Condense the paragraph of the comment thread below that begins "Maybe the first steps" into a short bulleted list that keeps its main proposals.

TEXT PASSAGE:
◇ ◇ ◇ ◇ ◇

Re:I am confused (Score:4, Informative)
Bribing is what you call it when the other side does it, lobbying is what you call it when your own side does it.
Hard science... (Score:4, Insightful)
Sadly, the dude who made the biggest impact on UPF consumption, at least for a short while, was Morgan Spurlock (remember Supersize Me?) who's sadly just passed away. His hilarious demonstrations of how companies like McDonald's are harming most of us hit the spot. We need more popular culture & comedians to go after UPF companies, like Kraft Foods.
We need to hit the UPF companies with their own tactics & where it hurts. Make people see them for the lying, selfish scumbags they are, hate them, & insist on outlawing their harmful practices. We're doing it with tobacco & we can do it with UPFs.
Maybe the first steps would be banning advertising & putting unequivocal health warnings on food & beverage packaging? Also, include effective, actionable food health education on national curricula so the next generations grow up being better informed about the risks & choices.

◇ ◇ ◇ ◇ ◇

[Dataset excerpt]
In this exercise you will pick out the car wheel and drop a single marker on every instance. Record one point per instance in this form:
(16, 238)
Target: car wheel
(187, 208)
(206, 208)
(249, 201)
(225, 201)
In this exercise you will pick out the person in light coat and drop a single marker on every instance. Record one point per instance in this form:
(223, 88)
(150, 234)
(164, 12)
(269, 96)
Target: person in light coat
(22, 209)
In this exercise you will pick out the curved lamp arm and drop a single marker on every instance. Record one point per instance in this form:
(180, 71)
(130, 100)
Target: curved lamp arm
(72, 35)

◇ ◇ ◇ ◇ ◇

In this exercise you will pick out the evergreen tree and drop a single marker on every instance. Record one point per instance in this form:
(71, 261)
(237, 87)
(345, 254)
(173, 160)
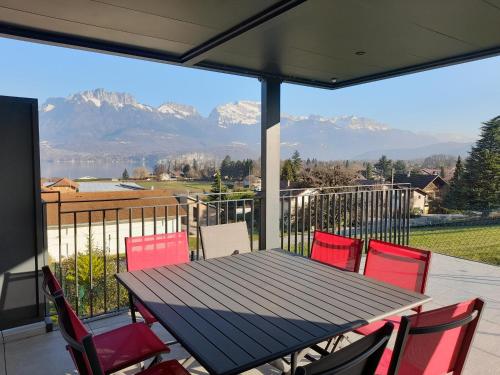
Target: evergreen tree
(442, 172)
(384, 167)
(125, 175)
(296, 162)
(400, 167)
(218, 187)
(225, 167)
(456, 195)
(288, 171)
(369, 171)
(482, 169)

◇ ◇ ◇ ◇ ◇

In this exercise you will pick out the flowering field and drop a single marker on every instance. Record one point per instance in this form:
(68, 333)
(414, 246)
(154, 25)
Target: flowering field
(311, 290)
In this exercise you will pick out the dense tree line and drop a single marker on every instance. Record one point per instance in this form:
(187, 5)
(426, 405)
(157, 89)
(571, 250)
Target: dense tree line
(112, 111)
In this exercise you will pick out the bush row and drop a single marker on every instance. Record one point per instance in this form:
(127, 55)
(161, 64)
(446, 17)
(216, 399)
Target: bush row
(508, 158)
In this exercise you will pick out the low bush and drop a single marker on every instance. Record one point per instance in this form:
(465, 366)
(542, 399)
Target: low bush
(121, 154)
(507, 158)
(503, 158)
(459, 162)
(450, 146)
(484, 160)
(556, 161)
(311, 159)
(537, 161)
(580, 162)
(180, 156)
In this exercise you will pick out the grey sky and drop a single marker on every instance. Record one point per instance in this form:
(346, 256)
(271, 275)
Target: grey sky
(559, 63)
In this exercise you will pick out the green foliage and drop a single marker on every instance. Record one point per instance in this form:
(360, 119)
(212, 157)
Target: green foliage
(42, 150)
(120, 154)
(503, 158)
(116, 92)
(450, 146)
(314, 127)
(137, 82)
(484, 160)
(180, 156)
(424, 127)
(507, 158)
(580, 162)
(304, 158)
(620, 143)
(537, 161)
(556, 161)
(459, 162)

◇ ◇ ◇ ◇ ◇

CORRECT RESULT:
Possible first steps:
- Ban advertising.
- Put unequivocal health warnings on food and beverage packaging.
- Add effective, actionable food health education to national curricula so future generations are better informed about the risks and choices.